### Written problem
Could you rewrite all the records below with "place a point" replaced by "put a dot" and nothing else changed?
◇ ◇ ◇ ◇
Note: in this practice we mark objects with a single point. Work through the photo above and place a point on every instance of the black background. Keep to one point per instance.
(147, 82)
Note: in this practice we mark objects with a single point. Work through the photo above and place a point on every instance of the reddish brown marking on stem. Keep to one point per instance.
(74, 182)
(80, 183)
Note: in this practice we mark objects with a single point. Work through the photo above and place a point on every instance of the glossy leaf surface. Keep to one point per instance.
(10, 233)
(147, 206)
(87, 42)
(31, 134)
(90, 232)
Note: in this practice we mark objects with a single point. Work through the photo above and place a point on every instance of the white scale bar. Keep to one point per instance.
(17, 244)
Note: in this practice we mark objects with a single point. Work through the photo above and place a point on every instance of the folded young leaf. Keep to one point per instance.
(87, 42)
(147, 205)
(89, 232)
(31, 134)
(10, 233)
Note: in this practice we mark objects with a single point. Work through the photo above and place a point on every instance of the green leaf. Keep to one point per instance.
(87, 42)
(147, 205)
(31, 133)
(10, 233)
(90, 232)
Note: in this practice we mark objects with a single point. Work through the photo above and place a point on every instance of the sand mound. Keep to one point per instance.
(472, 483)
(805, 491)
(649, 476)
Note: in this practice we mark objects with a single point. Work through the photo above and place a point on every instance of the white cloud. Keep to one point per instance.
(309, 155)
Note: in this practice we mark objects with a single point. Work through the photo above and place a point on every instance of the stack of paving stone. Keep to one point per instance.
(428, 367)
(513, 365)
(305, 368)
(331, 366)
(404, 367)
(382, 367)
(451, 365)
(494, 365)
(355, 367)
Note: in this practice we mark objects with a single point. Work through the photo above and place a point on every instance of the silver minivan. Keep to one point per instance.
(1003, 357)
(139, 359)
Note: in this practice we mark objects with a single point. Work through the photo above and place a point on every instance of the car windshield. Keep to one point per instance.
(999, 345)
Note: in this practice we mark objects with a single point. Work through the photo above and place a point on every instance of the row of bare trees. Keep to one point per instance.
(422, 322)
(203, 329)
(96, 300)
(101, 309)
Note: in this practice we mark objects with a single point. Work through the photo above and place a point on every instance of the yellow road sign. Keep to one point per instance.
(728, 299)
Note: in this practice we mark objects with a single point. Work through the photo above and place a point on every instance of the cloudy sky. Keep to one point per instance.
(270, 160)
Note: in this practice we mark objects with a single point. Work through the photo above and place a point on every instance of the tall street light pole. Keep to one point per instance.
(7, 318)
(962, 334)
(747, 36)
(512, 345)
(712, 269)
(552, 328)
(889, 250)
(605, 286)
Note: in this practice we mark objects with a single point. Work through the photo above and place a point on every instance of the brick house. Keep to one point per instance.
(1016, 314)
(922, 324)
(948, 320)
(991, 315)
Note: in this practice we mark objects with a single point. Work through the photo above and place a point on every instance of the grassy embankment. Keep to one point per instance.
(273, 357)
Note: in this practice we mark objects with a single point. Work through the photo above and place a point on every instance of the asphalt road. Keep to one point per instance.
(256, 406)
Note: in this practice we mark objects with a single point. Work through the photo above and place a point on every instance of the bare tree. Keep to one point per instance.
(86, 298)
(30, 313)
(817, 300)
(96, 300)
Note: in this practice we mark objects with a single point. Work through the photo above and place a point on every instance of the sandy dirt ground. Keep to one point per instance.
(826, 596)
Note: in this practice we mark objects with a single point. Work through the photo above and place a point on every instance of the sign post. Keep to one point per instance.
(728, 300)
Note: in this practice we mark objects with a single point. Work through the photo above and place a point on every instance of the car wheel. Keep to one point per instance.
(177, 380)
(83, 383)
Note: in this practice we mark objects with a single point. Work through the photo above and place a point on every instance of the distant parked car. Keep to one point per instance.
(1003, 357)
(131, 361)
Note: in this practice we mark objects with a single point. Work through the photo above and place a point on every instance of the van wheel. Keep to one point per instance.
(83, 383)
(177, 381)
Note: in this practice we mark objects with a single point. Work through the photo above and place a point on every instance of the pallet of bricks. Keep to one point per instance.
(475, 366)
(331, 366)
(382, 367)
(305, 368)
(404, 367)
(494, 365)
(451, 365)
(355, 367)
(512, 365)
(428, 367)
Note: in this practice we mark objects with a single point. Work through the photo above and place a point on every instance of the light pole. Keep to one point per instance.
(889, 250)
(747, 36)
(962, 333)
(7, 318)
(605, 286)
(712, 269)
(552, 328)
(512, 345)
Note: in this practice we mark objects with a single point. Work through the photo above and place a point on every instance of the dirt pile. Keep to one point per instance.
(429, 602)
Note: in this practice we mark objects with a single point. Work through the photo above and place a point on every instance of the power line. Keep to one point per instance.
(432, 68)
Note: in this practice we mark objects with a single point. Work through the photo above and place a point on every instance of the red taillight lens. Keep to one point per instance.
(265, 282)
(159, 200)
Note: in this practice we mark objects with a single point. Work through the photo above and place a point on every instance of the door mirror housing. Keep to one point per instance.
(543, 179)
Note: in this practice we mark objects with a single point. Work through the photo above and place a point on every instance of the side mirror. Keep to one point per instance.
◇ ◇ ◇ ◇
### Expected output
Note: in this practice we mark objects with a single point. Work through the photo above and put a dot on every instance of the black background. Keep to one point per instance.
(147, 82)
Note: in this practice we mark objects with a single point. Work through the photo above and put a dot on every instance of the reddish brown marking on stem. Keep to one point per instance.
(74, 182)
(80, 183)
Note: in this practice we mark objects with a single point. Work through the photo above and put a dot on every instance of the glossy leaf surface. Keep to one point per instance.
(10, 233)
(147, 206)
(87, 42)
(31, 134)
(90, 232)
Note: in this practice we mark objects with a single point. Work through the photo above and put a dot on every instance of the white scale bar. Keep to one point per instance.
(17, 244)
Note: in this practice we mark objects with a single point. Work through the photo above and put a dot on every instance of the folded young leaf. Keep to one point per instance.
(87, 42)
(147, 205)
(89, 232)
(31, 134)
(10, 233)
Note: in this practice we mark objects with a single point. Work through the photo above and put a dot on every instance of the green leaf. Keep to one point per instance.
(87, 42)
(147, 205)
(31, 133)
(10, 233)
(90, 232)
Note: in this practice we mark objects with a single point. Work through the photo above and put a dot on every instance of the sand mound. Keep to one point per instance.
(472, 483)
(805, 491)
(649, 476)
Note: in this practice we mark objects with a single point. Work through the photo above and put a dot on every instance of the white cloud. Keep to one point per instance.
(309, 155)
Note: in this practice we mark objects with a single point. Work through the photo above and put a dot on every instance of the stack of paving stone. Keep to one point per instance.
(428, 367)
(513, 365)
(305, 368)
(331, 366)
(404, 367)
(382, 367)
(451, 365)
(494, 365)
(355, 367)
Note: in this practice we mark objects with a single point. Work through the photo above and put a dot on every instance of the silver minivan. Keep to one point per instance.
(1003, 357)
(139, 359)
Note: in this practice we mark objects with a single point. Work through the photo above and put a dot on every instance of the car windshield. Keep to one point per instance.
(999, 345)
Note: in this practice we mark objects with a single point. Work through the photo above and put a dot on every instance of the row of bare trees. Keep to one point per instance.
(422, 322)
(203, 329)
(96, 300)
(101, 309)
Note: in this practice we mark objects with a single point. Work through the photo above and put a dot on every instance of the yellow road sign. Keep to one point per instance.
(728, 299)
Note: in this practice we mark objects with a single point. Work through the photo above and put a dot on every instance of the cloudy sky. Keep to one point per instance.
(270, 160)
Note: in this practice we mark objects with a single point. Work through the photo above and put a dot on every instance of the tall street light pole. Keep to one point per instance.
(7, 318)
(962, 334)
(747, 36)
(512, 345)
(712, 269)
(552, 328)
(889, 250)
(605, 286)
Note: in this practice we mark objects with a single point. Work through the photo above and put a dot on every instance of the brick house. Keep to one point per instance.
(1016, 314)
(922, 324)
(948, 320)
(991, 315)
Note: in this practice we mark objects with a single point. Work through the photo above and put a dot on every instance of the grassy embankment. Keep to one point per instance.
(273, 357)
Note: in this practice we mark objects with a single point. Work through the photo above and put a dot on every instance of the asphalt road. Keep to one point per instance.
(256, 406)
Note: in this practice we mark objects with a single point. Work through the photo above and put a dot on every instance of the bare tree. Keep to one point per instance.
(86, 298)
(30, 313)
(817, 300)
(96, 300)
Note: in this practice we mark objects with a single point. Work through the photo above and put a dot on every instance of the sandy dirt ground. Keep to one point per instance.
(826, 596)
Note: in this practice we mark objects with a single point. Work through the photo above and put a dot on every instance of the sign post. Keep to one point per instance.
(728, 300)
Note: in this practice we mark objects with a single point. Work through the photo above and put a dot on every instance of the car wheel. Keep to one point per instance.
(177, 380)
(83, 383)
Note: in this practice we mark objects with a single point. Work through the photo above and put a dot on every instance of the distant parked car. Keep to one point per instance.
(1003, 357)
(131, 361)
Note: in this practice we mark objects with a single point. Work through the photo above and put a dot on every instance of the van wheel. Keep to one point per instance.
(83, 383)
(177, 381)
Note: in this practice we mark objects with a single point. Work through the photo above and put a dot on every instance of the pallet of bricks. Keep to one point per instance.
(475, 366)
(331, 366)
(382, 367)
(305, 368)
(404, 367)
(494, 365)
(451, 365)
(355, 367)
(512, 365)
(428, 367)
Note: in this practice we mark objects with a single point. Work through the photo above and put a dot on every instance of the light pole. Keep to one point per instance.
(889, 250)
(747, 36)
(962, 333)
(7, 318)
(605, 286)
(712, 269)
(552, 328)
(512, 345)
Note: in this practice we mark objects with a single point. Work through the photo above and put a dot on every instance of the dirt pile. Keep to one point per instance.
(429, 602)
Note: in this practice we mark objects with a single point. Work through the photo above and put a dot on every instance of the power line. Keep to one point per instance.
(432, 68)
Note: in this practice we mark objects with a single point. Work through the photo above and put a dot on every instance of the red taillight lens. Keep to one point per instance.
(265, 282)
(159, 200)
Note: in this practice we mark objects with a single point. Work through the photo above and put a dot on every instance of the door mirror housing. Keep to one point per instance.
(543, 179)
Note: in this practice we mark objects with a single point. Work through the photo above and put a dot on every instance of the side mirror. Keep to one point per instance.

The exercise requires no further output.